START Recorded information
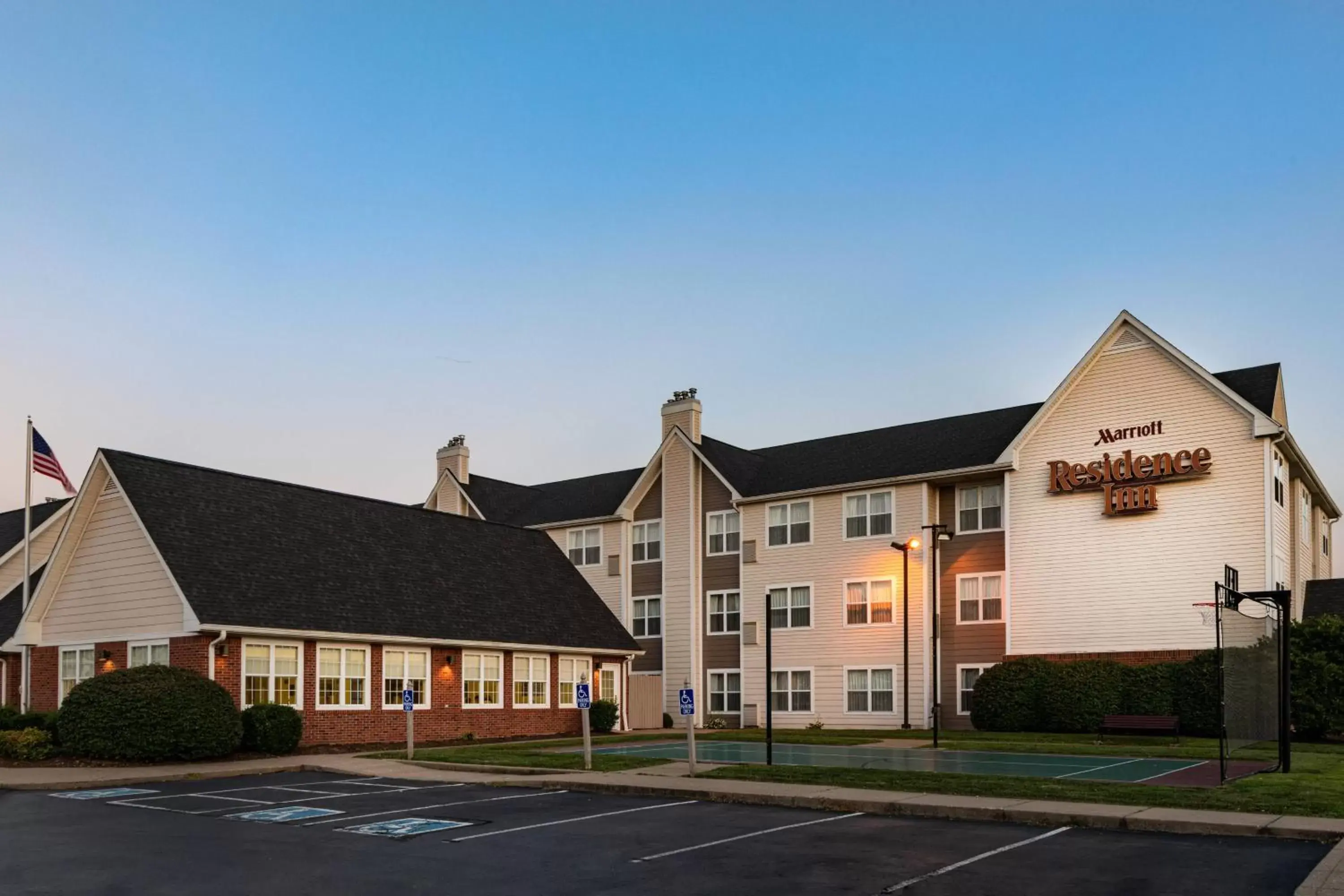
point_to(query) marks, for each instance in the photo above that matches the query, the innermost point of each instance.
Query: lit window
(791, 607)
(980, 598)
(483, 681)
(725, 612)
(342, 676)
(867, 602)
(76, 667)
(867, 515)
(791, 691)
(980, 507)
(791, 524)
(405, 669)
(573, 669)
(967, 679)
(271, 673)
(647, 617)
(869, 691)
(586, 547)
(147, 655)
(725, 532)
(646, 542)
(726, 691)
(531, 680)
END Recorded information
Rewrite all of the data above, keeping every text line as it stands but rescaling each coordinate by multiplying it by 1.55 and rounding to a whole number, with halves rounded up. Leave the pictures out of your answer.

Worked answer
point_to(query) marks, for each instance in the photo above that matches the query, the innermost point of each instance.
Query: lit window
(1226, 941)
(1519, 927)
(749, 1056)
(1124, 949)
(530, 1048)
(1344, 933)
(118, 1034)
(1344, 798)
(1226, 1071)
(1519, 786)
(1226, 812)
(628, 1037)
(888, 1037)
(1499, 1052)
(420, 1043)
(1003, 956)
(1347, 1071)
(908, 848)
(228, 1015)
(1124, 825)
(1001, 840)
(1125, 1071)
(823, 1054)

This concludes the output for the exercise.